(Items from a data source)
_ _ _
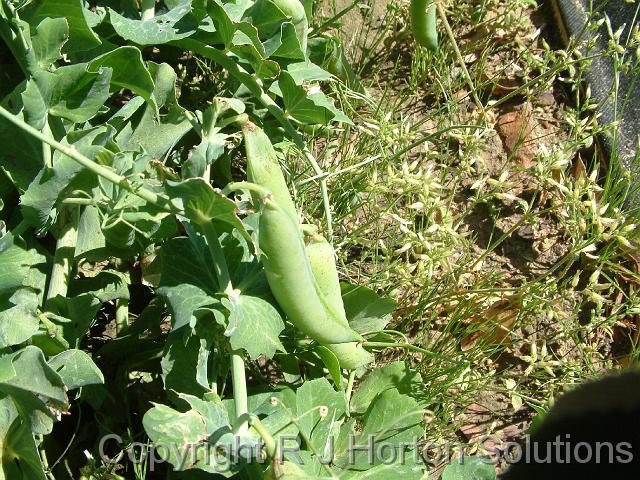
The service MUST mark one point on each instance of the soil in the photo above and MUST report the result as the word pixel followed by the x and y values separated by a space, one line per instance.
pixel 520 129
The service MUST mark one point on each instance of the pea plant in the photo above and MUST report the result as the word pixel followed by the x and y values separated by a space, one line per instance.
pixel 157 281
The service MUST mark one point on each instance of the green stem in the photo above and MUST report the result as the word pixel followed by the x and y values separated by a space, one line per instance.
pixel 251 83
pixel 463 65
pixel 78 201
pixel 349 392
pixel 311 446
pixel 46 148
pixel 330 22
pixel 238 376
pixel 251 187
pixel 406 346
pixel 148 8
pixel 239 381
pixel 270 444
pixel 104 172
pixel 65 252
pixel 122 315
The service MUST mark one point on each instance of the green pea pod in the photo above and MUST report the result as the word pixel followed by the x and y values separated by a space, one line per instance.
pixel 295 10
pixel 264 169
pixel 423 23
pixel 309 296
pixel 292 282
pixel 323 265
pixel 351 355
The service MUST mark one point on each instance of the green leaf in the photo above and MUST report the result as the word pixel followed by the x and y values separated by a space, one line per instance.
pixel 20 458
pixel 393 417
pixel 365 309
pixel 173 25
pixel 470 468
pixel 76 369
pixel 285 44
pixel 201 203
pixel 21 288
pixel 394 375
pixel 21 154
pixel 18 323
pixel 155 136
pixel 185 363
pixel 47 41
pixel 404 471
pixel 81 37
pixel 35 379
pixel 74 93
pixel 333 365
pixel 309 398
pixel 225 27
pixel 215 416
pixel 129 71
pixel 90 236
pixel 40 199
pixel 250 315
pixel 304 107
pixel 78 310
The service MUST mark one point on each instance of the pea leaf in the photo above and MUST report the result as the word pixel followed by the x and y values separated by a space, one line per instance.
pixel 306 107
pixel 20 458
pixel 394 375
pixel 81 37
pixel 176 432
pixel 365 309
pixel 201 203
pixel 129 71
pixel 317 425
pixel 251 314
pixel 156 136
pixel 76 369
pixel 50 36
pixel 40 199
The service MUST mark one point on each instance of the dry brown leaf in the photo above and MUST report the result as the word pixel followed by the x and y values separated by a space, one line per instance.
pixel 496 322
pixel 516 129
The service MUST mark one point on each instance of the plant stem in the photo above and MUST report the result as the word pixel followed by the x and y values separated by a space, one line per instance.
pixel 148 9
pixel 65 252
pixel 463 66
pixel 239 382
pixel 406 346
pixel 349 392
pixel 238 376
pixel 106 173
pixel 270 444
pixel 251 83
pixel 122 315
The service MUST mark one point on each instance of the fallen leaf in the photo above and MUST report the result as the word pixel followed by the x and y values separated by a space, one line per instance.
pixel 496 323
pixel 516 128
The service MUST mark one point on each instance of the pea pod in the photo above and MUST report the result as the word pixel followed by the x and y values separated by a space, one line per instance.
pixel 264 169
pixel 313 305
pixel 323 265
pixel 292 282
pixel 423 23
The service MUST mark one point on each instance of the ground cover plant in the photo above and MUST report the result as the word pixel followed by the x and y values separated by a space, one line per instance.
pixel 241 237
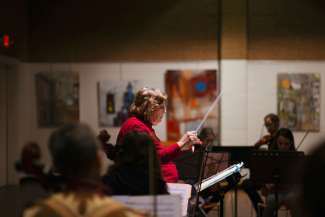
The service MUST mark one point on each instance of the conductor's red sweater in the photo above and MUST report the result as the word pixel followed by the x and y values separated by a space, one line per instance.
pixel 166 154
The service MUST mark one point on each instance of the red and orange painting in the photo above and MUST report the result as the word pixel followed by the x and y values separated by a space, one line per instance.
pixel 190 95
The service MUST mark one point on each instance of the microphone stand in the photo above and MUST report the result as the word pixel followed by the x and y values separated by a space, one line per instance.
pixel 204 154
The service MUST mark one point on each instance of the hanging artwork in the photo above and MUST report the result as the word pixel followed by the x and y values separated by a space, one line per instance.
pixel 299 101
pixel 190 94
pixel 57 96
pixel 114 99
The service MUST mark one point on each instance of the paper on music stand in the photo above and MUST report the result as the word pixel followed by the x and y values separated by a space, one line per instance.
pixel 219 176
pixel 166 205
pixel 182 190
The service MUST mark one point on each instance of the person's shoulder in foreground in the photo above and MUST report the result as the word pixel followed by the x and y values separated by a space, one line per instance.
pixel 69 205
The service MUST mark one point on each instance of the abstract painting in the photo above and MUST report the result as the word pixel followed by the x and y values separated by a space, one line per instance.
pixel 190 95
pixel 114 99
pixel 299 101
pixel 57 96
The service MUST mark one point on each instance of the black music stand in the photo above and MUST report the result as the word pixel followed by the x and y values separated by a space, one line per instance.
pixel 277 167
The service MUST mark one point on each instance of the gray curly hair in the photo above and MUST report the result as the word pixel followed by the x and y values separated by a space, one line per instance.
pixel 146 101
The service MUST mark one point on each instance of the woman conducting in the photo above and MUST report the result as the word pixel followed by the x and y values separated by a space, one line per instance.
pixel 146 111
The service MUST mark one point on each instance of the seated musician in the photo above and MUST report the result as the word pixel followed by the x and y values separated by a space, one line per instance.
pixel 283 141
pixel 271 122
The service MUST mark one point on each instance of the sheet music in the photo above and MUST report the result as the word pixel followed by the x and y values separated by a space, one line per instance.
_ _ _
*Goal of the exercise*. Without including any images, output the data exactly as given.

*Answer*.
The service MUST mark one point on each instance of the soil in the photo above and MUST report the result as the word pixel followed by the x and y values separated by a space, one line per instance.
pixel 520 129
The service MUST mark one point on each instance of the pea plant in the photo above and MUST report the result as the word pixel followed by the x and y values separated by a space, one line per instance.
pixel 157 281
The service MUST mark one point on each instance of the green stem in the photo above and MUST report the result as the word pixel followed by the x and y values separated by a space, one line per instance.
pixel 251 83
pixel 463 65
pixel 78 201
pixel 349 392
pixel 311 446
pixel 46 148
pixel 330 22
pixel 238 376
pixel 251 187
pixel 406 346
pixel 148 8
pixel 239 381
pixel 270 444
pixel 104 172
pixel 65 252
pixel 122 315
The service MUST mark one point on each instance of the green pea pod in the photo above and MUST report the result as the word pixel followed by the x and y values separated by a space, one line per instance.
pixel 295 10
pixel 264 169
pixel 423 23
pixel 309 296
pixel 292 282
pixel 323 265
pixel 351 355
The service MUST mark one point on each instance of the green leaf in the photo above and MUST report the result as the word pixel followed by the x and y values separated by a space, one line per instance.
pixel 20 458
pixel 393 417
pixel 365 309
pixel 173 25
pixel 470 468
pixel 76 369
pixel 285 44
pixel 201 203
pixel 21 288
pixel 394 375
pixel 21 154
pixel 18 323
pixel 155 136
pixel 185 363
pixel 47 41
pixel 404 471
pixel 81 37
pixel 35 379
pixel 74 93
pixel 333 365
pixel 309 398
pixel 225 27
pixel 215 416
pixel 129 71
pixel 90 236
pixel 40 199
pixel 250 315
pixel 304 107
pixel 78 310
The service MUST mark one point on each instance of the pea leaf in the photo above and MUST report the result as the word pixel followed by the x and y values separated by a space, one line per instance.
pixel 306 107
pixel 20 458
pixel 394 375
pixel 81 37
pixel 176 432
pixel 365 309
pixel 201 203
pixel 129 71
pixel 317 425
pixel 251 314
pixel 156 136
pixel 76 369
pixel 50 36
pixel 40 199
The service MUST mark one point on each instance of the dry brown leaf in the photo above and MUST report the result as the word pixel followed by the x and y values separated by a space, one line per instance.
pixel 496 322
pixel 516 129
The service MUST mark one point on each instance of the plant stem in the photo above and MUST report the result as the word pixel followed by the x and y values separated by a space, one line per instance.
pixel 148 9
pixel 65 252
pixel 463 66
pixel 239 382
pixel 406 346
pixel 349 392
pixel 238 376
pixel 106 173
pixel 270 444
pixel 251 83
pixel 122 315
The service MUST mark one point on each instance of the fallen leaf in the photo above and MUST report the result as the word pixel followed by the x and y values separated by a space, one line per instance.
pixel 496 323
pixel 516 128
The service MUST mark one point on each instance of the pea pod in the photo above and MUST report the result as the word pixel followed by the x and y values separated by a space, one line per instance.
pixel 264 169
pixel 313 305
pixel 323 265
pixel 292 282
pixel 423 23
The service MUST mark one point on each instance of the ground cover plant in the photo above and MUST report the result as the word pixel followed by the x and y values separated by a space, one line per instance.
pixel 241 237
The service MUST mark one point on each instance of the conductor's red sweater in the photo above and MUST report the result as the word pixel followed by the x and y values separated by a space, one line per instance.
pixel 166 154
The service MUST mark one point on each instance of the red and orange painting in the photo above and MUST report the result as the word pixel followed by the x and y values separated by a space, one line per instance.
pixel 190 95
The service MUST mark one point on each instance of the microphone stand in the photo above and MUST report the result as the word pixel followed by the x and y values separated by a space, one line per instance.
pixel 204 154
The service MUST mark one point on each instance of the hanging artwork in the photo above and MUST report the result as the word pixel followed by the x and y values separated by a space, one line per instance.
pixel 299 101
pixel 190 94
pixel 57 96
pixel 114 99
The service MUST mark one point on each instance of the paper on music stand in the photo above and MUST report the result as the word pixel followed by the x and y values separated by a space, one line per instance.
pixel 219 176
pixel 166 205
pixel 182 190
The service MUST mark one point on each instance of the person's shoulder in foreground in the photo above and MUST report the result as the word pixel followed by the x and y values separated by a space, one line per instance.
pixel 69 205
The service MUST mark one point on each instance of the abstract painting in the photo above and MUST report the result as the word pixel followed by the x and y values separated by a space, one line per instance.
pixel 190 95
pixel 114 99
pixel 299 101
pixel 57 96
The service MUST mark one point on each instance of the black music stand in the photo above and MUST report the result as the word pixel followed by the x and y values separated by a space, one line per instance.
pixel 277 167
The service MUST mark one point on each instance of the gray curly hair in the photo above and MUST report the result as the word pixel followed by the x and y values separated by a space, one line per instance.
pixel 146 101
The service MUST mark one point on each instance of the woman conducting in the photo above and MUST report the result as the word pixel followed by the x and y values separated by a space, one line per instance.
pixel 146 111
The service MUST mark one point on each instance of the seated musician in the photo above and MUST report the result as the word pixel followed by the x and y values separated by a space, one line per instance.
pixel 283 141
pixel 271 122
The service MUST mark one point on each instance of the sheet music in the photo above and MUST report the result as the word pixel followed by the x and y values separated by a space, one line per instance.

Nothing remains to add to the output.